→ Text shown:
+-------+
The movie begins at a pre-wedding party for Laraine Day and Gene Raymond. Suddenly a stranger (Brian Aherne) appears, asking to speak privately to the future groom. Aherne’s story about the soon-to-be bride is fantastic and Raymond is incredulous. As Aherne continues, we are suddenly in his flashback, which leads to his earlier encounter with Robert Mitchum, who also had a surprising story about Day. Yes, we are now in Mitchum’s flashback, and we’re not finished yet. From Mitchum’s flashback we move into Day’s, which takes us back to her childhood. Slowly the mist surrounding the conflicting stories begins to recede.
Murder and mayhem ensue throughout the flashbacks, and eventually we are brought back up through each successive flashback until we have circled back to where we started, at the party and moving on to the wedding. As you can surmise from the title, a small locket plays a significant role, being both cause and effect for the entire film.
The three men in Day’s life all do a fine job with their roles but Laraine Day is the star. Also notable is Katherine Emery as Mrs. Willis; she appears in a flashback and at the dramatic conclusion.
+-------+
→ Data extract:
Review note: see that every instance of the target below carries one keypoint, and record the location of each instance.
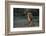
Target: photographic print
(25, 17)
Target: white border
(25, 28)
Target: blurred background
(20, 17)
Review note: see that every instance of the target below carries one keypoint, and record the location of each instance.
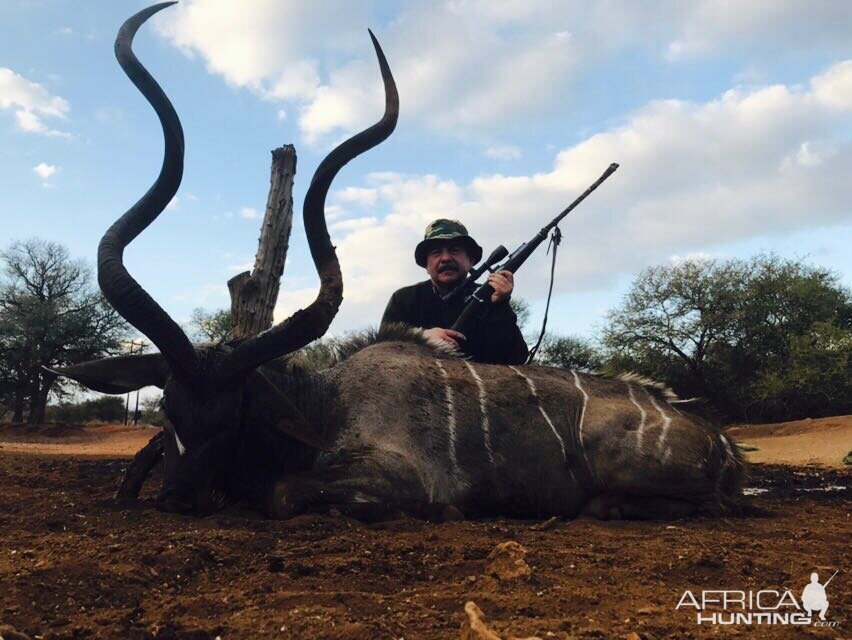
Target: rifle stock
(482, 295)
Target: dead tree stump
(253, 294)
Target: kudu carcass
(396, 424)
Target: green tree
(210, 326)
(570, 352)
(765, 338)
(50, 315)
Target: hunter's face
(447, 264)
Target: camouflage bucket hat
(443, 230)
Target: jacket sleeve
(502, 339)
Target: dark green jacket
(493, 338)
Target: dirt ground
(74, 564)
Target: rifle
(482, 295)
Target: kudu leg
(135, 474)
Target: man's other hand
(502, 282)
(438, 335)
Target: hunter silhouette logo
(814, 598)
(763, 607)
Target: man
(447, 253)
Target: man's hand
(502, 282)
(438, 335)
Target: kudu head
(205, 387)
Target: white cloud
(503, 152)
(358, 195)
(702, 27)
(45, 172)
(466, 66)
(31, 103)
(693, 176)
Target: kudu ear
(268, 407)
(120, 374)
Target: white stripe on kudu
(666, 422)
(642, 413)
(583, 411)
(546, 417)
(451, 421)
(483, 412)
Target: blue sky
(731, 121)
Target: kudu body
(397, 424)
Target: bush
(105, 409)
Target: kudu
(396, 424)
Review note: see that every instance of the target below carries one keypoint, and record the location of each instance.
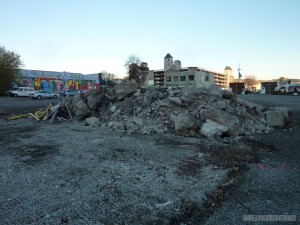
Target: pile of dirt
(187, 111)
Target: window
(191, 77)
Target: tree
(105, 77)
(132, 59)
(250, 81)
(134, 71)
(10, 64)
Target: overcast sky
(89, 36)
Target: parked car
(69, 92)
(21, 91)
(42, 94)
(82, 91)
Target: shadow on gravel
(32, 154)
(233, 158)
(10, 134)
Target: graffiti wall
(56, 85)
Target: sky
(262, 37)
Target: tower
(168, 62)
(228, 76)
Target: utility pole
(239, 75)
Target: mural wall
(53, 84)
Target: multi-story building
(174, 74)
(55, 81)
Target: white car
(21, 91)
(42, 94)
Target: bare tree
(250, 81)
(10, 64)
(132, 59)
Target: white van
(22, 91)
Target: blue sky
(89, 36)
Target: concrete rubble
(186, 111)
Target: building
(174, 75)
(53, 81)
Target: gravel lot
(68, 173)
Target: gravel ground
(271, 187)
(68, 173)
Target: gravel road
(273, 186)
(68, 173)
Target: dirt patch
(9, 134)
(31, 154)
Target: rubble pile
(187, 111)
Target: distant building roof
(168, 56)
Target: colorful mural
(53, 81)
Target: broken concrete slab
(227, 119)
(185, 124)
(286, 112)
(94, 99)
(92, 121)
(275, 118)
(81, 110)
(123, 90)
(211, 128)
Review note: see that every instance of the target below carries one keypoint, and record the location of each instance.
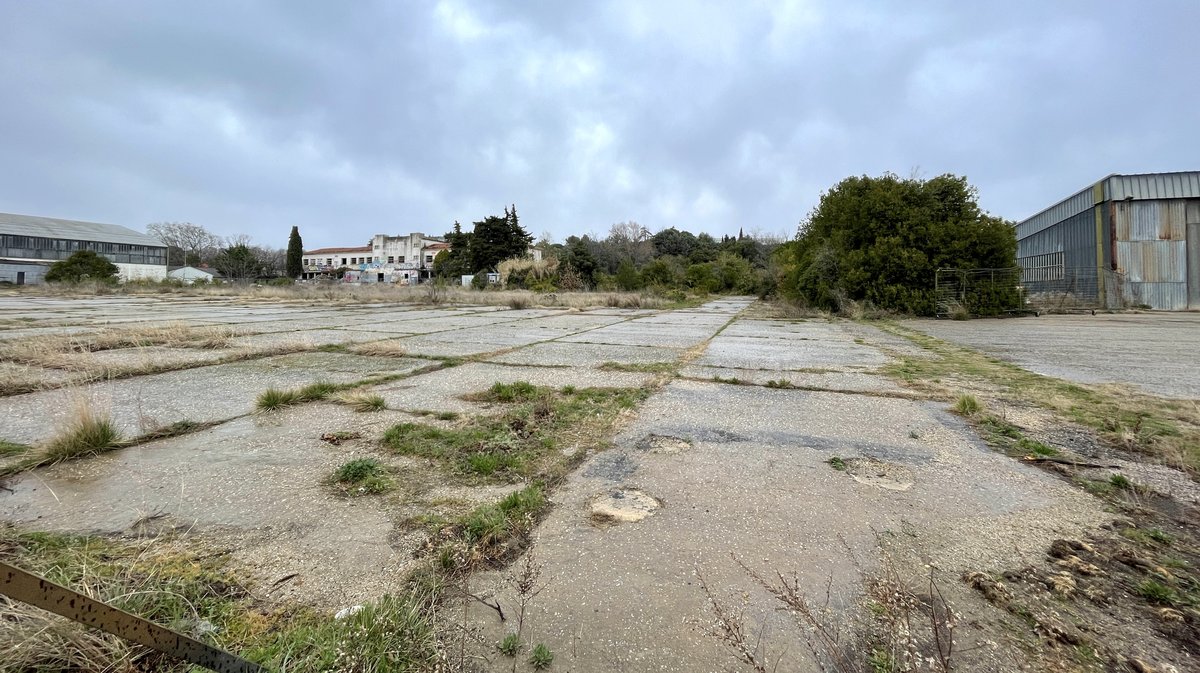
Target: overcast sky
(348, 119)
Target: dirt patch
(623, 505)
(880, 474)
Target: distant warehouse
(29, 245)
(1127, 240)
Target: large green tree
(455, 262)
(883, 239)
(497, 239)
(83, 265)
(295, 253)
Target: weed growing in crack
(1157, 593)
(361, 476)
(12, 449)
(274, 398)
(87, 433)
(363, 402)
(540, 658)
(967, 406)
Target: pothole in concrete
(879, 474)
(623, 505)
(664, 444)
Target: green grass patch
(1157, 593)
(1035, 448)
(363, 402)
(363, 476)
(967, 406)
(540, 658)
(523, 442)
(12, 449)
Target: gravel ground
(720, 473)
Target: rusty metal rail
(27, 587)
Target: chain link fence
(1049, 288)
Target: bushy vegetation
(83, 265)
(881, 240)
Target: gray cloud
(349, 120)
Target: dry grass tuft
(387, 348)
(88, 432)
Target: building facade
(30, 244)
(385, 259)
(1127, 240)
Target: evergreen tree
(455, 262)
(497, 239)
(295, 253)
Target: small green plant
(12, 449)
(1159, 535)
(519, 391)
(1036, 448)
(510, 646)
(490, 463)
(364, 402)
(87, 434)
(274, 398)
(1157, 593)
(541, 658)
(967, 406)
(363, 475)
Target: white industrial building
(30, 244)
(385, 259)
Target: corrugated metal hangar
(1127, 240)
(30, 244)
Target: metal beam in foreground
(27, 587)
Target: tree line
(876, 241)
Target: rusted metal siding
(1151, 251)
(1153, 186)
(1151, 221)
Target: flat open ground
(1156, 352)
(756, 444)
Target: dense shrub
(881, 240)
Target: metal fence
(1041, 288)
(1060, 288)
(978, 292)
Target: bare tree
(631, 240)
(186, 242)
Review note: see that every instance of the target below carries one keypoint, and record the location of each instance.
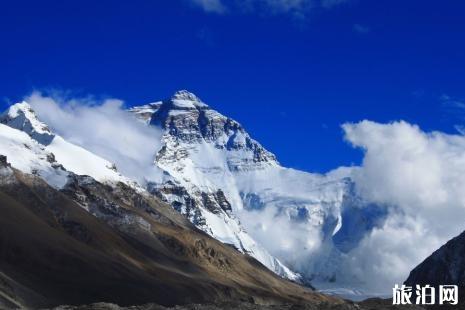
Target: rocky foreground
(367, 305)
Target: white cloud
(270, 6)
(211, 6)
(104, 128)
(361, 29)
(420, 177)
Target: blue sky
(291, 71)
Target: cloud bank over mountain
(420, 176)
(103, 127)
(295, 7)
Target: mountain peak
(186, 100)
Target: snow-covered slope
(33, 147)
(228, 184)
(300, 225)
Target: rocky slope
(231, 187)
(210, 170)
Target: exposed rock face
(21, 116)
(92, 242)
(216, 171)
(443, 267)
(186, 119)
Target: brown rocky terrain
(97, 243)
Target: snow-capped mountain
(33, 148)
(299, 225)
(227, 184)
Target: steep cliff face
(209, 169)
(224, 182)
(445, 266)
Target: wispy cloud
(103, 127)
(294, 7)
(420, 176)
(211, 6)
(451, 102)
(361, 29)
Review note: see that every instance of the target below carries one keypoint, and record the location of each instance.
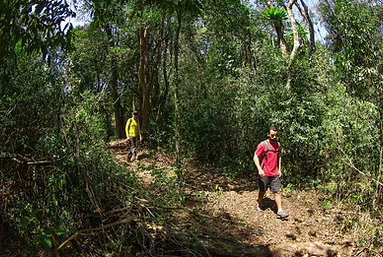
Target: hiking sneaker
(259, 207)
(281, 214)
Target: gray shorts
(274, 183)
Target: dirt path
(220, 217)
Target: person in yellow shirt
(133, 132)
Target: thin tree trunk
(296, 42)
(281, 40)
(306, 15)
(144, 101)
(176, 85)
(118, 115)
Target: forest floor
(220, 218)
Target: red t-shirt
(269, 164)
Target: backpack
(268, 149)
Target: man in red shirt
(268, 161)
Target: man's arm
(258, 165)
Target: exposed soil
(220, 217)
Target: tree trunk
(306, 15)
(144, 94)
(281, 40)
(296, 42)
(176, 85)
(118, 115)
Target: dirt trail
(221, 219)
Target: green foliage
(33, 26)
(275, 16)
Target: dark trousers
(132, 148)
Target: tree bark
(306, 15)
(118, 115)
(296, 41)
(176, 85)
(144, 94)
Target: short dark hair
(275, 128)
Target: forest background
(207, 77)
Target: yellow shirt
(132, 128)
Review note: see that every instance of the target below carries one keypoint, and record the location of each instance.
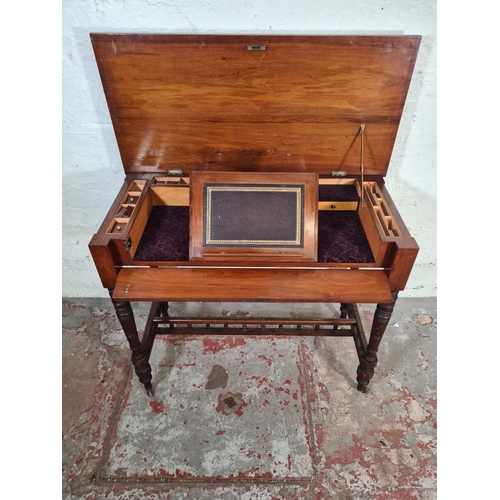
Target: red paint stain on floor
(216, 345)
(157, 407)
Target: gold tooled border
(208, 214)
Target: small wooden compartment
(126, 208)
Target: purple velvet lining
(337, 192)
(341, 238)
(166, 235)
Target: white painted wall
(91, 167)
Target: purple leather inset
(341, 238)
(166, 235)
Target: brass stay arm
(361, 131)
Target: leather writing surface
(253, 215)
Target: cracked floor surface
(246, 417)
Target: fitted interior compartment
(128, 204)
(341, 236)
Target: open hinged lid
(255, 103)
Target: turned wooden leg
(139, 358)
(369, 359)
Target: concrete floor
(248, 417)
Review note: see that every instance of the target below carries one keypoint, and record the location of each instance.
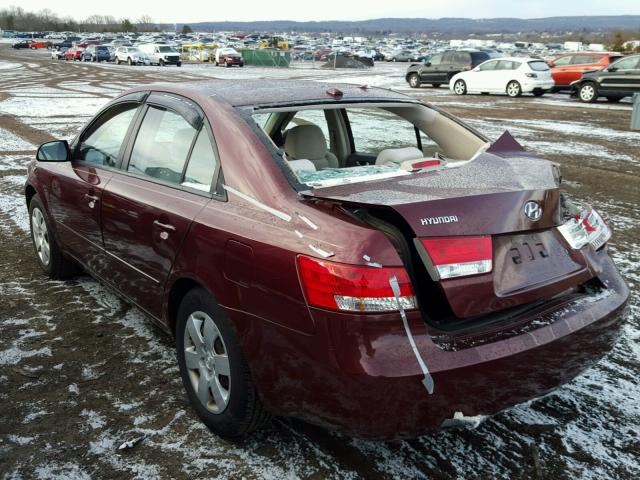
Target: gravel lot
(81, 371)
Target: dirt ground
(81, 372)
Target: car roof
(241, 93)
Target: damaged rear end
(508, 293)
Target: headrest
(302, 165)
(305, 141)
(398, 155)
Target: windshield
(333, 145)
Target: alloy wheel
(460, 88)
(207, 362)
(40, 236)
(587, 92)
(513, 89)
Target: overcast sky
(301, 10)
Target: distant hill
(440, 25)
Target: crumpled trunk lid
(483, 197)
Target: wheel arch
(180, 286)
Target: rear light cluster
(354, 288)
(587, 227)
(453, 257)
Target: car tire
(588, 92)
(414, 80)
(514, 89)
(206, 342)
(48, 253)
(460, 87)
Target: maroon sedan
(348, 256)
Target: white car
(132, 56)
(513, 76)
+-------+
→ Exercises:
**1)** Translate this sentence from the film review into Spanish: "The three men in Day’s life all do a fine job with their roles but Laraine Day is the star."
**2)** Reproduce the stretch of the film review from "Murder and mayhem" through "the entire film.".
**3)** Please carry on the film review from its last sentence.

→ Exercise answers:
**1)** Los tres hombres en la vida de Day hacen un buen trabajo con sus papeles, pero Laraine Day es la estrella.

**2)**
Murder and mayhem ensue throughout the flashbacks, and eventually we are brought back up through each successive flashback until we have circled back to where we started, at the party and moving on to the wedding. As you can surmise from the title, a small locket plays a significant role, being both cause and effect for the entire film.

**3)**
There are a few additional items to note about this movie, the first being the director. Brahm moved early on to television and is probably better known for directing original “Twilight Zone” episodes and “Alfred Hitchcock Presents.” Lillian Fontaine, mother of her two more famous daughters, Olivia de Havilland and Joan Fontaine, has a very small role as Lady Wyndham. And the Willis house is the same set used for the home of Alex Sebastian (Claude Rains) in “Notorious.” Lastly, watch for Mitchum’s painting as his parting gift; you’ll only get a brief look and that picture says a thousand words.
“Do you approve of foolish marriages?” “Certainly. They alienate relatives.”
“If you want some things badly enough, someday you'll have them.”